▶ _WHAT YOU SHOULD DO_
Reproduce the records below; each should match the original exactly.

RECORDS SHOWN Start Marker

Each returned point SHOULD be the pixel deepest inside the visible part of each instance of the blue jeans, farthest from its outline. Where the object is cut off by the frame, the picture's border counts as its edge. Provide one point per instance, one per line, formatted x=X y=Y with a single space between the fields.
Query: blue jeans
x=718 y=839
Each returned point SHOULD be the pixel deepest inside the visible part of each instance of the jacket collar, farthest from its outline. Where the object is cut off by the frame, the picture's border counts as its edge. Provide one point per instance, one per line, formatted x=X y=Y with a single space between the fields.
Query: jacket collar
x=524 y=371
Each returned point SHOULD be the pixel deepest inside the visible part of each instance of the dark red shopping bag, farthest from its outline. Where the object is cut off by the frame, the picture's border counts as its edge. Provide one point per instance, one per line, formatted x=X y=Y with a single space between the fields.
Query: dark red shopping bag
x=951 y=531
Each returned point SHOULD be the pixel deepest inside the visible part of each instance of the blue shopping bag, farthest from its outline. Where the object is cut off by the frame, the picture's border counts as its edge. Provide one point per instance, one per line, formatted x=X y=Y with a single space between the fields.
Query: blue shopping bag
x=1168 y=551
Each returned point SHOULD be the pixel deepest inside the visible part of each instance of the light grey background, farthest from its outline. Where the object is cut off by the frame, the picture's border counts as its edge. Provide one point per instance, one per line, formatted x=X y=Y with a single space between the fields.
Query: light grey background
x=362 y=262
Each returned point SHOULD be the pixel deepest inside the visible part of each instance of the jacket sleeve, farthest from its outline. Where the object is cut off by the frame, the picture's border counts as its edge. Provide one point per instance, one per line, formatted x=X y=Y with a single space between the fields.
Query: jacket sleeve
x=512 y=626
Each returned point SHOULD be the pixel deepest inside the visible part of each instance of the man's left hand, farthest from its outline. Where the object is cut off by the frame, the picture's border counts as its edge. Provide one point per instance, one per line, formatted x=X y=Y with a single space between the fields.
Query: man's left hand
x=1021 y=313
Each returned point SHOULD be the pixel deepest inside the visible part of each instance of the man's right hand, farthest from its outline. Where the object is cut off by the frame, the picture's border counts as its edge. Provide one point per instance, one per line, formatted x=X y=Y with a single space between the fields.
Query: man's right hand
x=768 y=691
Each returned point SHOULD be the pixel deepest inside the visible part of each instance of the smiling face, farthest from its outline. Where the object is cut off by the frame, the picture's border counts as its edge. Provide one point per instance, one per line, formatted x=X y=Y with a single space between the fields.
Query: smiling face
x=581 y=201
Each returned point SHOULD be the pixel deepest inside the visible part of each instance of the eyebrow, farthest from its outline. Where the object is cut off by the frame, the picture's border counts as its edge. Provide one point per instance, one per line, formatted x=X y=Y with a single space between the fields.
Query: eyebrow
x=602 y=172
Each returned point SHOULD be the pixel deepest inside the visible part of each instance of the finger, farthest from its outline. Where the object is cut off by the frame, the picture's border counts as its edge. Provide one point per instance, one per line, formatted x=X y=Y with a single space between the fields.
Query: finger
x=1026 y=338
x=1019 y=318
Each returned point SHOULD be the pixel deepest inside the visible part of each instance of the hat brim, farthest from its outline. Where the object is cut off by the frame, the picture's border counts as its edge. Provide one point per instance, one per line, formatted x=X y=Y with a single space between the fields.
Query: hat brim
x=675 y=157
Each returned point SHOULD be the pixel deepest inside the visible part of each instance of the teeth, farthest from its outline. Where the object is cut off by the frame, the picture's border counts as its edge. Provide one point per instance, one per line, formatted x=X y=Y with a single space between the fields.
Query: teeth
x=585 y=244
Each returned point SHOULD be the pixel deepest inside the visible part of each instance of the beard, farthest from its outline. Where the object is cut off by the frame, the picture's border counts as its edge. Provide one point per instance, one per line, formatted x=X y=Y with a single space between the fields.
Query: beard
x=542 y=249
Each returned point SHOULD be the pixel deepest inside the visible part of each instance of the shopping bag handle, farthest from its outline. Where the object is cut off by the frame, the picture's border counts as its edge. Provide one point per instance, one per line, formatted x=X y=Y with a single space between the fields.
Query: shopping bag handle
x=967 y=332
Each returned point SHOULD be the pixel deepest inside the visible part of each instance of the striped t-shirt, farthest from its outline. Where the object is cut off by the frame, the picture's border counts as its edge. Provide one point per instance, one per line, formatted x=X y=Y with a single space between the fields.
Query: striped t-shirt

RECORDS SHOWN End Marker

▶ _SOLUTION FOR THIS TASK_
Each returned point SHOULD be the pixel deepest inside the visible part of each instance of the blue jeans, farthest from its outline. Where the object is cut off by the frame, the picture's border counts as its edge. Provide one point per instance, one per line, formatted x=X y=Y with a single space between the fields.
Query: blue jeans
x=718 y=839
Each returned point SHOULD be the pixel deepest inside the visible part of each instance of the jacket collar, farthest from its outline. Where the object is cut off by the frame, the picture's border counts as its edge. Provide one point per instance, one per line, formatted x=X y=Y with a single space between the fields.
Query: jacket collar
x=524 y=371
Each returned point SHOULD be the pixel deepest inside the visible part of each instance of the dark red shopping bag, farthest from its outline. Where the object is cut off by the frame, the picture's border counts as its edge. Provide one point per instance, one per line, formatted x=X y=Y with a single space between the fields.
Query: dark red shopping bag
x=951 y=531
Each returned point SHOULD be the pixel deepest inside the visible part of each instance of the blue shopping bag, farthest from its outline. Where the object is cut off by the frame, the picture's border counts as its edge. Provide one point per instance, one per line, formatted x=X y=Y with a single space between the fields.
Query: blue shopping bag
x=1168 y=551
Each returned point SHOULD be the pixel deepest inside the visible part of each instance of the light grey background, farthest from its outline. Where the object is cut off by the frame, the picture's border counts as its edge. Provide one point per instance, one per line, formatted x=X y=Y with a single space between the fields.
Query: light grey background
x=362 y=262
Each returned point SHOULD be the pixel deepest inside the visible part of each instance of the jacket sleeve, farthest from its outline. Where the object is cut off by the frame, the picture's border counts as its edge. Provide one point per instance, one per line, formatted x=X y=Y with a single space between the fields.
Query: jacket sleeve
x=512 y=626
Each returned point SHOULD be the pixel deepest inside the visible part of each instance of the man's left hand, farthest from its outline. Where the object is cut off by the frame, the picture's border counts as its edge. Provide one point per instance, one per line, formatted x=X y=Y with a single space between the fields.
Query: man's left hand
x=1021 y=313
Each returned point SHOULD be the pixel deepest inside the visible part of each instance of the man's right hand, farthest from its outline. Where the object is cut off by the frame, the picture's border counts as its edge. Provide one point per instance, one per line, formatted x=X y=Y with a single space between the fields.
Query: man's right hand
x=768 y=691
Each returned point SHOULD be the pixel deepest inside the visible part of each instance of the smiling face, farthest from its outline. Where the object is cut off by the frame, the picture's border counts as its edge. Provide one point per instance, one per line, formatted x=X y=Y with a single space between the fields.
Query: smiling face
x=581 y=201
Each returned point SHOULD be the pixel deepest inside the visible part of each instance of the eyebrow, farthest from its outline. Where the object is cut off by the frame, the picture's border counts as its edge. Provide one point per instance, one per line, formatted x=X y=Y with a single space between the fields.
Query: eyebrow
x=602 y=172
Each returned point SHOULD be the pixel deepest inside the visible part of each instance of the finger, farthest from its outline. Where the object is cut off by the frame, the picture's border counts as its edge. Provide one point per instance, one per line, formatted x=X y=Y with a single space between the fields.
Query: finger
x=1026 y=338
x=1019 y=318
Each returned point SHOULD be the pixel deepest inside the visible part of each instance of the hat brim, farthest from its outline. Where the object is cut off by the frame, the picture's border counts as its edge. Provide one point per instance, one per line, formatted x=X y=Y with a single space between the fields.
Query: hat brim
x=675 y=157
Each returned point SHOULD be the pixel deepest inside the visible part of each instance of the teeth, farthest from its outline. Where the object is cut off by the frame, the picture's border counts as its edge. Provide one point per instance, one per line, formatted x=X y=Y with a single space between the fields.
Query: teeth
x=585 y=244
Each returned point SHOULD be the pixel deepest inside the visible part of each instance of the beard, farthest from its outline. Where the object is cut off by the frame, the picture's border counts as its edge. Provide one point per instance, one per line, formatted x=X y=Y with a single space between the fields.
Query: beard
x=542 y=249
Each returned point SHOULD be the pixel deepest inside the visible part of each instance of the shopping bag handle, farthest from its outline. Where the object is cut off by the frame, the picture's border counts as its edge. Provide one point per instance, one per line, formatted x=X y=Y with a single space between the fields.
Query: shopping bag handle
x=967 y=332
Each returned point SHOULD be the pixel deepest inside the visible part of each instance of the striped t-shirt, farthest from its outline. Where the object is cut off by the frame, the picture's border counts as its edge. Provide one point per instance, one per line, formatted x=X y=Y with a single space between the fields.
Query: striped t-shirt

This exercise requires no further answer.